Sua tarefa — Dê continuidade ao texto sobre o relatório de inspeção dos manicômios judiciários, começando logo após a última frase apresentada.

Trecho do texto —
----------------------------------------

Um relatório nacional produzido pelo Conselho Federal de Psicologia (CFP), em parceria com o Conselho Nacional de Justiça (CNJ), expõe práticas sistemáticas de violação de direitos humanos em manicômios judiciários em todo o Brasil. As inspeções, realizadas entre janeiro e março de 2025, identificaram o uso de choque elétrico, violência física e psicológica, contenções sem respaldo clínico e medicalização forçada como práticas recorrentes nessas instituições.
O documento, intitulado Relatório de Inspeção Nacional: Desinstitucionalização dos Manicômios Judiciários, reforça o alerta para o abandono e a violência presentes em 42 unidades inspecionadas em 21 estados brasileiros. A presidenta do CFP, Alessandra Almeida, afirmou que esses locais representam uma combinação perversa entre prisão e hospício. Segundo ela, há registros de isolamento punitivo, falta de acessibilidade, superlotação e degradação estrutural, além de ausência de canais para denúncias e precarização do trabalho de profissionais da saúde.

----------------------------------------

Dados para análise —
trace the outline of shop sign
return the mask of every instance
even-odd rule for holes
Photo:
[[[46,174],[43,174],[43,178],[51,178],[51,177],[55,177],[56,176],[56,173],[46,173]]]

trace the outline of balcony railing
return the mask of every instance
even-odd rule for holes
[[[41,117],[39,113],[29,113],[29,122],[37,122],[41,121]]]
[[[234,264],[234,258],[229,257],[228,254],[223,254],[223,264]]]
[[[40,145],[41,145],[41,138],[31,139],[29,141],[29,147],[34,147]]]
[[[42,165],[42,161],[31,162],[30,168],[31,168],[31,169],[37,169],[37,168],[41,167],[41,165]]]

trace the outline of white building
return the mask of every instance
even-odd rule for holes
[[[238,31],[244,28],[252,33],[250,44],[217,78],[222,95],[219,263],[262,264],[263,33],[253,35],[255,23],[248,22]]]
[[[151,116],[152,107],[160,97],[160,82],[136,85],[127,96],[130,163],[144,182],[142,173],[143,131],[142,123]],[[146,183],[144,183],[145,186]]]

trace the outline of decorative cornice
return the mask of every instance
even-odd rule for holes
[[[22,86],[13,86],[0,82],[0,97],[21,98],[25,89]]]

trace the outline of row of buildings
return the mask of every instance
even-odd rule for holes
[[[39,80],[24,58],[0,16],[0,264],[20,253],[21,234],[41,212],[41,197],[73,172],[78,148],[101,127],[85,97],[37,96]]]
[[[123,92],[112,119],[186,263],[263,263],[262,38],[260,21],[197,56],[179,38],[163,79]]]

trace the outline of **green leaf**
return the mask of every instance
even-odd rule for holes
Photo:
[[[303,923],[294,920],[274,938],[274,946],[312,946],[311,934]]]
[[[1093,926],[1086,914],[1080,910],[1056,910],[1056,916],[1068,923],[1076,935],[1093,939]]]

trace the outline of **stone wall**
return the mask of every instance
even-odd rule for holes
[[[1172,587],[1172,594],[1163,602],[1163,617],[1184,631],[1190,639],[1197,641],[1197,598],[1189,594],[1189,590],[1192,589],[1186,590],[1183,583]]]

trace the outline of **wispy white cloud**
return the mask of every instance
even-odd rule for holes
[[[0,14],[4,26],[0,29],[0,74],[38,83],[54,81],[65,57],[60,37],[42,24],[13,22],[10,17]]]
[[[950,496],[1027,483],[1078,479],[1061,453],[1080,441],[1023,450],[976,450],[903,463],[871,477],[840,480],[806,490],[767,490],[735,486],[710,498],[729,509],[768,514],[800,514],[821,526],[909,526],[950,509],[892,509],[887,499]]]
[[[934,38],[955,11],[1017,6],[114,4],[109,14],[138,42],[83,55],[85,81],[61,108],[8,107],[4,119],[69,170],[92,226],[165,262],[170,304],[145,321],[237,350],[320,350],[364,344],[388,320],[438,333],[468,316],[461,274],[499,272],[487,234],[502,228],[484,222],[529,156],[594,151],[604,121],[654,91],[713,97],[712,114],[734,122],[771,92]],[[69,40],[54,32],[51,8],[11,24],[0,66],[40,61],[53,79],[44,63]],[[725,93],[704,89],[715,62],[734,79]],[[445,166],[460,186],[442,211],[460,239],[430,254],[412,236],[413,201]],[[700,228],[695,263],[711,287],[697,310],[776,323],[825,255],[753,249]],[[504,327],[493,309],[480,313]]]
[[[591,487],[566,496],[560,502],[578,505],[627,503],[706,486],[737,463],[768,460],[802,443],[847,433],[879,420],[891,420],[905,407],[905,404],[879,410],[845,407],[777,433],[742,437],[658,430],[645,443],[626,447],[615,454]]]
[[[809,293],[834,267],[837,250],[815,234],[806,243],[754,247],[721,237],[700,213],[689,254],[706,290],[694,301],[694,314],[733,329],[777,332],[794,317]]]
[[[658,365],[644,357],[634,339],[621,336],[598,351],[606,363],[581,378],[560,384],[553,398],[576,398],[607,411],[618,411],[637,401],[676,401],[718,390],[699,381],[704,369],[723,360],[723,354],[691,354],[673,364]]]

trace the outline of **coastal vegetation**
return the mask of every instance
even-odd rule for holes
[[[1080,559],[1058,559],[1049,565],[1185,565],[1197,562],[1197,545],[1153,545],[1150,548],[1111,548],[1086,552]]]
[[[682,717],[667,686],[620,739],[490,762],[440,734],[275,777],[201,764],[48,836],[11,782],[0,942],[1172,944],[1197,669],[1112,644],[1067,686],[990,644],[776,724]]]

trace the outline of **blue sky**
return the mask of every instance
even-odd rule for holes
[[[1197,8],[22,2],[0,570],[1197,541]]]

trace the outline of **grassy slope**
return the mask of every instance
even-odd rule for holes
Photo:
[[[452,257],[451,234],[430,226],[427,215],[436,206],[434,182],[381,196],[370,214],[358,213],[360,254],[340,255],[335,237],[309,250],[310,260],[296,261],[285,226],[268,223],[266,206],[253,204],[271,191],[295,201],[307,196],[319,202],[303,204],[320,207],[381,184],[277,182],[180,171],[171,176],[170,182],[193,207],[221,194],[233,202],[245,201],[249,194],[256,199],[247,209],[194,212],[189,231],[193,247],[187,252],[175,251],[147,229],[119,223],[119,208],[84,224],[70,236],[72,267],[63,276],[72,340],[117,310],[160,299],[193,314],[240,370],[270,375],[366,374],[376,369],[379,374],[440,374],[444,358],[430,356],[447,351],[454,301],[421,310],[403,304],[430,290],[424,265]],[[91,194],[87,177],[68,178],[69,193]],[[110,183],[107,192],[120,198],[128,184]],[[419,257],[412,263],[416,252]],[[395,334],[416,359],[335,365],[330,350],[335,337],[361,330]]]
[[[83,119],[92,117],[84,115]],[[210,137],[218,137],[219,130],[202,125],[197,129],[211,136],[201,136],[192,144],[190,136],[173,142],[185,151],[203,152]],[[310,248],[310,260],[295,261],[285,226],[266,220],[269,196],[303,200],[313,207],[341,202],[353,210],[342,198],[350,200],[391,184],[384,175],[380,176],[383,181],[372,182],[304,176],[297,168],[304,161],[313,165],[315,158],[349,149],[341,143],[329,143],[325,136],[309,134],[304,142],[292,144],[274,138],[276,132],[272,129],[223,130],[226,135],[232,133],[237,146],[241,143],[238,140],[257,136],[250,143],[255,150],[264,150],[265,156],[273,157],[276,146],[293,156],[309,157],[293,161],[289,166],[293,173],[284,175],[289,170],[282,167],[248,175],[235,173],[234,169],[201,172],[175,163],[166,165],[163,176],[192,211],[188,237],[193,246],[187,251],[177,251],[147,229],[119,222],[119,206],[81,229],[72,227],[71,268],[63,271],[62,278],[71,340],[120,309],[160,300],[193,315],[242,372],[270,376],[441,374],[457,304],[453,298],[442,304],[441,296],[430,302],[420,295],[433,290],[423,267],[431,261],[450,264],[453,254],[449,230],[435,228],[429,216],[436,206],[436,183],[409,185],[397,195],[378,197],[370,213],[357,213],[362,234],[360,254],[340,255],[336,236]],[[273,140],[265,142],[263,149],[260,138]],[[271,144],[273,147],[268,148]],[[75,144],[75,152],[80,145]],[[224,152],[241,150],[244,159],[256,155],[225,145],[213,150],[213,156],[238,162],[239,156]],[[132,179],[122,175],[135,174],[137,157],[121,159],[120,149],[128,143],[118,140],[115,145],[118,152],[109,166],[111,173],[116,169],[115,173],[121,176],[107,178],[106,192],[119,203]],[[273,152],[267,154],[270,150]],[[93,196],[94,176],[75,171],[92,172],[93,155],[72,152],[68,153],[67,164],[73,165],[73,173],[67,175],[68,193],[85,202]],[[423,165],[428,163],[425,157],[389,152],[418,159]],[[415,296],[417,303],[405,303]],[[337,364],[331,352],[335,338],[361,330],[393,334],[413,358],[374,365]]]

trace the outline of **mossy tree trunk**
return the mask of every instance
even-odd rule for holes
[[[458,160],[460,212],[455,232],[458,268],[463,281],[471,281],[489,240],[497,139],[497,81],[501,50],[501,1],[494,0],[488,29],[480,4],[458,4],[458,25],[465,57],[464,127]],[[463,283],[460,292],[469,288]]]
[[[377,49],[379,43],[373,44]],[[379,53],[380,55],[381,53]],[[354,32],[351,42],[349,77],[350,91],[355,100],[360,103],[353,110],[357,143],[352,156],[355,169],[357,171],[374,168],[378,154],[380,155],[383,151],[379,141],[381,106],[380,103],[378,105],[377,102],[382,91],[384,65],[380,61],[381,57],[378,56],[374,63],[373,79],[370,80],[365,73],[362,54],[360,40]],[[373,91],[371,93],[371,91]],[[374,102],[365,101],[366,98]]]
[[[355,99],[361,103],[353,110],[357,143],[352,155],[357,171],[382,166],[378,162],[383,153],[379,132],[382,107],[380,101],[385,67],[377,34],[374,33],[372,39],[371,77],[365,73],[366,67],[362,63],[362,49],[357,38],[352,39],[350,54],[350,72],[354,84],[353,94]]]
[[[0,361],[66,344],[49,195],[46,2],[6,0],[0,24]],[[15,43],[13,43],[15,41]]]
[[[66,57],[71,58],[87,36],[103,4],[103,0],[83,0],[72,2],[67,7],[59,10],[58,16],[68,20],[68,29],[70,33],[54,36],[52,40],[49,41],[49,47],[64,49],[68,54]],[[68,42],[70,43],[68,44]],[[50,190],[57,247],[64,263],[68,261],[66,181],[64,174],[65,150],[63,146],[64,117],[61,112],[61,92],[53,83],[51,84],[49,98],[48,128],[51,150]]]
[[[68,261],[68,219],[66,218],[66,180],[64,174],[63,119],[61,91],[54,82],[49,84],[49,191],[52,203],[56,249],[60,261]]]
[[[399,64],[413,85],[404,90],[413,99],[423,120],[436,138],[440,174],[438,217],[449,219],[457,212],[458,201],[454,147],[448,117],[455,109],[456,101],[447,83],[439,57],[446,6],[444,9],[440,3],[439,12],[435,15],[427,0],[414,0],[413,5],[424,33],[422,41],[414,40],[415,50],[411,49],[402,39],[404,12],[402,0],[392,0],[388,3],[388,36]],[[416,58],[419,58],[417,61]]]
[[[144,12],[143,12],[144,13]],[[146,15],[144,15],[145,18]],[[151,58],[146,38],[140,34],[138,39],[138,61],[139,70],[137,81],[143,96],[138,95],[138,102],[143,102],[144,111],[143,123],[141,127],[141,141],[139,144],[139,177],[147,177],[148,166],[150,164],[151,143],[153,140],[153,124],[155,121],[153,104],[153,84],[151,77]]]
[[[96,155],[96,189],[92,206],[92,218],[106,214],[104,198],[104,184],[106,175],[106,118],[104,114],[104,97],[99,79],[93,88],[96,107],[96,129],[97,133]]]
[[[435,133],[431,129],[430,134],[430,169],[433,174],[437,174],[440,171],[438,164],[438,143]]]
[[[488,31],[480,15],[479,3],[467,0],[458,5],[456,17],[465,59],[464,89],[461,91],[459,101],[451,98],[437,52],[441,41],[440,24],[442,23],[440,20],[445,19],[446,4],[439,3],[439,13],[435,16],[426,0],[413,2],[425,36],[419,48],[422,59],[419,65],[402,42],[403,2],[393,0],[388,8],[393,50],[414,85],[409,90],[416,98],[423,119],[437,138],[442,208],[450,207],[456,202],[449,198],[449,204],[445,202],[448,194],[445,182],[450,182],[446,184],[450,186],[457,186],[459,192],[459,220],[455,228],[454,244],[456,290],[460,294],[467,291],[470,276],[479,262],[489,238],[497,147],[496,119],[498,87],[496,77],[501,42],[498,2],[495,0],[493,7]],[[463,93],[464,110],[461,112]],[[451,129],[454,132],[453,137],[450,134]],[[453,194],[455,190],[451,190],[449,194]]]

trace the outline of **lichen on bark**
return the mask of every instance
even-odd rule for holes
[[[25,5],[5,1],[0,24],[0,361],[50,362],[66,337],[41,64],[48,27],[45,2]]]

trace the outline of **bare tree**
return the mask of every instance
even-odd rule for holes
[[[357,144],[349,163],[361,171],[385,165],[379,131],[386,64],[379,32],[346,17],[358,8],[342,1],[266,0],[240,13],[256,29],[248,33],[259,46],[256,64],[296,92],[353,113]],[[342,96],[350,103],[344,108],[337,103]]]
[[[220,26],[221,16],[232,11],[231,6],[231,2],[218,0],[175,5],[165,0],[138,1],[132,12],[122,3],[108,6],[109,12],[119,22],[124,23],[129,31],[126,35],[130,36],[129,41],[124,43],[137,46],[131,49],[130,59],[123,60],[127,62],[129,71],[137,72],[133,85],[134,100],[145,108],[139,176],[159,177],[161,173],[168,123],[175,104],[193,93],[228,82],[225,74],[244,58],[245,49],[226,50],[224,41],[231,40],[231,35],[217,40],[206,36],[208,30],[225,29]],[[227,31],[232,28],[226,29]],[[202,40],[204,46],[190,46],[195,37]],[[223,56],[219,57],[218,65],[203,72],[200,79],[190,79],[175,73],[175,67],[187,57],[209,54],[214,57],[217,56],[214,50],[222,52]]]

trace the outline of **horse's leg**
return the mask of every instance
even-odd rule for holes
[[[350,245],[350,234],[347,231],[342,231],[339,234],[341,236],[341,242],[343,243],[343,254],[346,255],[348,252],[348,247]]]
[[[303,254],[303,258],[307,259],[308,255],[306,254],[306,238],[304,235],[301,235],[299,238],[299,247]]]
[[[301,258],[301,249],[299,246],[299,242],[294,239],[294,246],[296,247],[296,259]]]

----------------------------------------

Resposta abaixo —
Atualmente, 2.053 pessoas com deficiência psicossocial permanecem institucionalizadas nessas unidades, contrariando diretrizes legais como a Lei da Reforma Psiquiátrica (Lei 10.216/2001) e tratados internacionais ratificados pelo Brasil. As práticas observadas violam normas que deveriam garantir o cuidado em liberdade e o respeito à dignidade dos pacientes.
A Resolução nº 487/2023 do CNJ, que institui a Política Antimanicomial do Poder Judiciário, reforça a urgência do fechamento desses estabelecimentos. O CFP ressalta que as instituições analisadas seguem operando sob a lógica do castigo e do abandono estatal, com severas restrições de circulação, falta de itens básicos e alimentação inadequada.
O relatório também aponta o impacto de preconceitos estruturais como o racismo e o capacitismo. Alessandra Almeida destacou que a noção de periculosidade usada para manter essas pessoas institucionalizadas é subjetiva e frequentemente direcionada a indivíduos negros, pobres e periféricos. Citando autores como Franz Fanon, Ana Flauzina e Carla Akotirene, ela afirmou que o sistema atua como uma tecnologia de controle e exclusão, baseada em discursos coloniais que moldam quem é considerado perigoso.
Para o CFP, a interseccionalidade entre raça, classe, gênero e deficiência deve ser um pilar central das práticas psicológicas e jurídicas no enfrentamento a esse modelo institucional, que persiste como forma de invisibilização e violência contra os mais vulneráveis.